# [ACTIVITY 1]
In the article on health reform, who is named as president of the American Medical Association?
# [ACTIVITY 2]
Print the passage from the health reform article, starting with "While leaders of" and going on through "the physician community.".

Is the time finally right for health reform?

While leaders of the AMA, AAFP, and American College of Physicians all support Obama's goals and what he's done so far, no one is underestimating the tremendous political hurdles-or the potential for opposition from segments of the physician community.

Key Points

"We're past the 'Harry and Louise' moment," said the Rhode Island Democrat, referring to the insurance industry ad attacks that helped derail President Clinton's reform efforts 15 years ago. "We're at the Thelma & Louise moment." That was the movie that ended with the two heroines driving off a cliff.

"What we have now isn't working for anyone," agrees Nancy Nielsen, MD, president of the American Medical Association, which opposed the Clinton plan. "There's a clear message from all the stakeholders that we really have to have change. I get a feeling of optimism that people want to be constructive and change will happen."

Not everyone is so sure. Obama has set out broad principles of expanding coverage, controlling costs, and improving quality, and asked Congress to take the lead in crafting legislation to carry them out. Medical leaders call him politically shrewd for taking that approach, rather than handing down his own detailed plan, as Clinton did. But congressional Democrats and Republicans are far from agreement.

# [SUPPLIED ENTRIES]

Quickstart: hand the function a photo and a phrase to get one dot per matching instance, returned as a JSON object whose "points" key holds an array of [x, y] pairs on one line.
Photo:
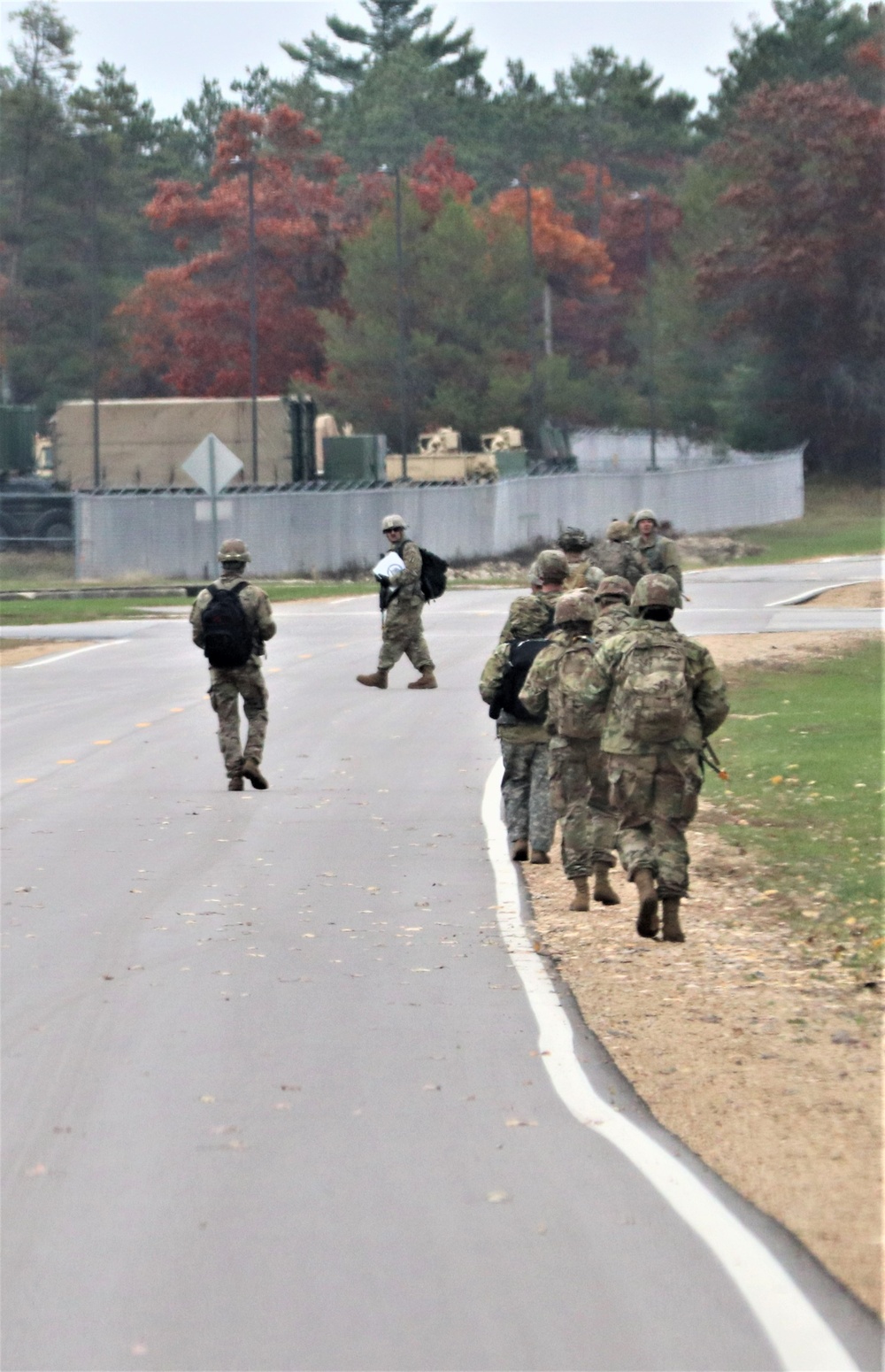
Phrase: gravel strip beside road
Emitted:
{"points": [[765, 1062]]}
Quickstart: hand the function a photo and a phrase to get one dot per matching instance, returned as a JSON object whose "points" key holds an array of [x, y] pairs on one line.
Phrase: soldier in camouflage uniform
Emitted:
{"points": [[548, 573], [526, 785], [578, 777], [616, 554], [660, 553], [665, 696], [613, 613], [401, 628], [228, 683], [582, 574]]}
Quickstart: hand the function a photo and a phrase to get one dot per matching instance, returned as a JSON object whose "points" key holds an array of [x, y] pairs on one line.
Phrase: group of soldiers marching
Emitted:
{"points": [[603, 707], [603, 710]]}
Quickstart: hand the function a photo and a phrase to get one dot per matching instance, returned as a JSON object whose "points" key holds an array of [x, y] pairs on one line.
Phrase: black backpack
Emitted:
{"points": [[506, 698], [433, 575], [227, 633]]}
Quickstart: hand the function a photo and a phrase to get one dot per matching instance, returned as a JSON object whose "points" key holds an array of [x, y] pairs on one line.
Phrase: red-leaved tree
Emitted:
{"points": [[189, 324]]}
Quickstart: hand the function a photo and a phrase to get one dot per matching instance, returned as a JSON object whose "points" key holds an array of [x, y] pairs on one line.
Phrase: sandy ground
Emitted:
{"points": [[763, 1057], [778, 649], [12, 652], [863, 596]]}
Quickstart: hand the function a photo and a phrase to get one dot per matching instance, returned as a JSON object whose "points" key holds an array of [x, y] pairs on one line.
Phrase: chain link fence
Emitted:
{"points": [[304, 533]]}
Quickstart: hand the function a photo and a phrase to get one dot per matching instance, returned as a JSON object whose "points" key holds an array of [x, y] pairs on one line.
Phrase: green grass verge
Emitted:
{"points": [[804, 798], [127, 606], [839, 520]]}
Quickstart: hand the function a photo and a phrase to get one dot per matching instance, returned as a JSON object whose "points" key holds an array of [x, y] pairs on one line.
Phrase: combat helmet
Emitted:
{"points": [[552, 566], [656, 589], [528, 616], [575, 605], [613, 586], [234, 551], [573, 539]]}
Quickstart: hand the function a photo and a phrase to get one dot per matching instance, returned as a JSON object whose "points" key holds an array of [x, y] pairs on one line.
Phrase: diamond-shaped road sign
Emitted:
{"points": [[212, 466]]}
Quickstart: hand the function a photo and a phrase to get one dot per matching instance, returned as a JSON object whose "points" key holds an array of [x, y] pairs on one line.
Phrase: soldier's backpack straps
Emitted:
{"points": [[227, 631]]}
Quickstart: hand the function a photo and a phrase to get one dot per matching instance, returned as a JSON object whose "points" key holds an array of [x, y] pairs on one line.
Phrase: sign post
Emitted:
{"points": [[212, 466]]}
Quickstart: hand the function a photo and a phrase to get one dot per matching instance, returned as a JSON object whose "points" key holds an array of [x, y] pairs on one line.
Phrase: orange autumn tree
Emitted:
{"points": [[189, 324]]}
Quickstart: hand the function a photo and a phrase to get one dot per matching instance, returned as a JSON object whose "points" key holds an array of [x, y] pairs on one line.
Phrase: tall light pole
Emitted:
{"points": [[401, 327], [253, 304], [530, 316], [650, 302]]}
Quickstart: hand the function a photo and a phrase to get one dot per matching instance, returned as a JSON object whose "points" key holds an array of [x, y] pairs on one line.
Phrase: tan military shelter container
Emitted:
{"points": [[144, 442]]}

# [EXPECTED OUTPUT 1]
Nancy Nielsen, MD

# [EXPECTED OUTPUT 2]
While leaders of the AMA, AAFP, and American College of Physicians all support Obama's goals and what he's done so far, no one is underestimating the tremendous political hurdles-or the potential for opposition from segments of the physician community.